(Passage for review)

Published May 3, 2011 4:21 PM by Candy Goulette

Last year, through a combination of hard work and no food, I was able to lose 60 pounds. I was lighter than I had been in years and felt great. I got rid of all my “fat” clothes and got some new duds more fitting for the, well, more fit me. Unfortunately, through a combination of factors not entirely under my control (Thanksgiving, Christmas, Valentine’s Day, Easter) and some I have total control over (I’m the one who buys the groceries), I put back on 15 of those hard-lost 60. I tried to tell myself I was responding poorly to stress, or that I deserved a treat, but the fact is, I (mindlessly) just ate more calories than I burned. Simple math, right?


Maybe not. An intriguing article in the April 17 New York Times by Gary Taubes on the toxicity of sugar linked an increase in sugar consumption in this decade in the U.S. with the rise in obesity and diabetes. I was appalled to read that the average American consumes about 90 pounds of sugar per year. For me, that usually comes in scant 1 tablespoon “doses” – I use two “heavy” teaspoons (the regular spoons, not the measuring spoons) in every cup of tea I drink, and I drink them all day.

(End Passage for review)

▶ _Required actions_:
1. Answer these questions about the post on sugar and weight, using one line for each:
(a) How many pounds did the writer lose last year?
(b) How many of those pounds came back?
(c) How much sugar does the post say the average American consumes each year?
2. In the post on sugar and weight, what does the writer name as the real cause of regaining weight, instead of stress or deserving a treat? Answer in one to three sentences.
3. Which holidays does the post on sugar and weight list as factors not entirely under the writer's control?
The data after this line has nothing to do with the post on sugar and weight.

(Data supplied)

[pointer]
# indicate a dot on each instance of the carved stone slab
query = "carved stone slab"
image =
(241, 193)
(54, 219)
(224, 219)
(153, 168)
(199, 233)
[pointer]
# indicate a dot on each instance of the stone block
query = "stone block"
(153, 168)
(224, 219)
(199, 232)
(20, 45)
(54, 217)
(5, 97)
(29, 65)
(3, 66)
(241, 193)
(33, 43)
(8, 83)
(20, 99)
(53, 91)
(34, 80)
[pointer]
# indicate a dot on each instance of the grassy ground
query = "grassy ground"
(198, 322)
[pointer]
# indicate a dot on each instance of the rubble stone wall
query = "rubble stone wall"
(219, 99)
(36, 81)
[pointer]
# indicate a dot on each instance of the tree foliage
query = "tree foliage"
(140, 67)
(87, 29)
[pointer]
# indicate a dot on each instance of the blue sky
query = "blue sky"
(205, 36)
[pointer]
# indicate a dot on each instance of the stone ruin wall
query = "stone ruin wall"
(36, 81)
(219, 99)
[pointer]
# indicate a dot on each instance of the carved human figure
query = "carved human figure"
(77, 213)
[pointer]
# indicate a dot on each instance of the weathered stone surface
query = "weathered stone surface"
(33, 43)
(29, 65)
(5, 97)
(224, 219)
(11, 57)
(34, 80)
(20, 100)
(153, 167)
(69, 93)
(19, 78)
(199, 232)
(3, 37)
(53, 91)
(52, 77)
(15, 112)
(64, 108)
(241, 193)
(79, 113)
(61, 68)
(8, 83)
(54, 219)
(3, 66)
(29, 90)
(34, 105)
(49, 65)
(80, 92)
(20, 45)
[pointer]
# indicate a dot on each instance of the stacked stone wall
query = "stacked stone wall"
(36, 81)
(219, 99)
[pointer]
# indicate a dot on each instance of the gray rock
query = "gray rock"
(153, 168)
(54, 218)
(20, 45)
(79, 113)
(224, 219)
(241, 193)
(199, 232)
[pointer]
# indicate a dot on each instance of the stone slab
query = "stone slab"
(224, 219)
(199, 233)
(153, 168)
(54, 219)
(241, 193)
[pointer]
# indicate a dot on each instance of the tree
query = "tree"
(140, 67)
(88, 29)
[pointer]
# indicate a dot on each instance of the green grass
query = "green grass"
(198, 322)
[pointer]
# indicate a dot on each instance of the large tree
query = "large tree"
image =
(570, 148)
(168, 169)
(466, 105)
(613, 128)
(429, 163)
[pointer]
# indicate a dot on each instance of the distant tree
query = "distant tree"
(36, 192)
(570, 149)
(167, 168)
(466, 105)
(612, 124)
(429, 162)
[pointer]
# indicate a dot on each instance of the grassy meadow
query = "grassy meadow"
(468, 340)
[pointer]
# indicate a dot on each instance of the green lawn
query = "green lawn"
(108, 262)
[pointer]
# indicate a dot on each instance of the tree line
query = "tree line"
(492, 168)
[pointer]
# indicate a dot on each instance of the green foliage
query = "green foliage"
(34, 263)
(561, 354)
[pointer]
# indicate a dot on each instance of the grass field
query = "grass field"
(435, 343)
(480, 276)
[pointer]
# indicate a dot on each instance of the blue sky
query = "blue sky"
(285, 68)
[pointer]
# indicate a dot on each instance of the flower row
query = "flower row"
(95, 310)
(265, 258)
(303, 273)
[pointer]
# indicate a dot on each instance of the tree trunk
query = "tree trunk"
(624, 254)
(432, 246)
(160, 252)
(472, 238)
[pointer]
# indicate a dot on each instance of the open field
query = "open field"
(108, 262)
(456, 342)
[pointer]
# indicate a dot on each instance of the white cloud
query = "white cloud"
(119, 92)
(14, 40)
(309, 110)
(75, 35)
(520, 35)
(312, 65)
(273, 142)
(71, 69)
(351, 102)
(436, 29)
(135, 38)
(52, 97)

(End Data supplied)

▶ _Task-by-task solutions_:
1.
(a) 60 pounds
(b) 15 pounds
(c) About 90 pounds

2. The writer names mindless eating as the real cause. Without noticing, the writer ate more calories than were burned.

3. Thanksgiving, Christmas, Valentine's Day, Easter